Switch "segment" to "outline" in the entries running from the line with "Could you kindly segment every instance of the wood-style" through the end of the entries, and return only those lines with everything else unchanged.

____________

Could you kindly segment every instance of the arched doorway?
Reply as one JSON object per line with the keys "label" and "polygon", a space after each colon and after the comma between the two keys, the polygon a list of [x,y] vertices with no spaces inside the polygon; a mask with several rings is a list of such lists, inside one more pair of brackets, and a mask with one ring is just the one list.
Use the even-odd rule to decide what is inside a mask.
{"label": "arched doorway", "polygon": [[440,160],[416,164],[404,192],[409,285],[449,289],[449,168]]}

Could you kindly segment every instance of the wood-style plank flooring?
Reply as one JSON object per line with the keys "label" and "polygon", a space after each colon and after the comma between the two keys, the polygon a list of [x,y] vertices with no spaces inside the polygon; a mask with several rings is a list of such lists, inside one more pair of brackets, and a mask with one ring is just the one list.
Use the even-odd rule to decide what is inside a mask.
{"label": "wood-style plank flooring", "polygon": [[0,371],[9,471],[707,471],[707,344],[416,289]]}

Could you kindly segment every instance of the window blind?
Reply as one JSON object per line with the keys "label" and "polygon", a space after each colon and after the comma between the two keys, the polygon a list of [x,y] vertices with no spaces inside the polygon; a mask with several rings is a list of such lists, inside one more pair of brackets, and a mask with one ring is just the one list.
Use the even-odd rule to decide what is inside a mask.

____________

> _Answer for this exercise_:
Could you kindly outline every instance of the wood-style plank flooring?
Reply as one JSON object per line with the keys "label" and "polygon", a space after each colon and after the comma between the two keys, the polygon a list of [x,y] vertices with no spaces inside the polygon; a mask with several rings is a list of such lists, inside one more pair of brackets, and a mask with one ring is just the one list.
Use the even-odd rule to decide what is inside a mask.
{"label": "wood-style plank flooring", "polygon": [[0,371],[9,471],[707,471],[707,344],[416,289]]}

Could you kindly outline every instance of the window blind?
Reply as one JSON object per line with the keys "label" and "polygon", a space after each colon and after the comma between the two keys, the polygon a list of [x,y] vertices with no spaces inside the polygon; a mask with several rings is a list of such lists, inside one more pair of brackets, and a mask with one ring is just the one list.
Use the even-odd rule to decide what is inside a mask.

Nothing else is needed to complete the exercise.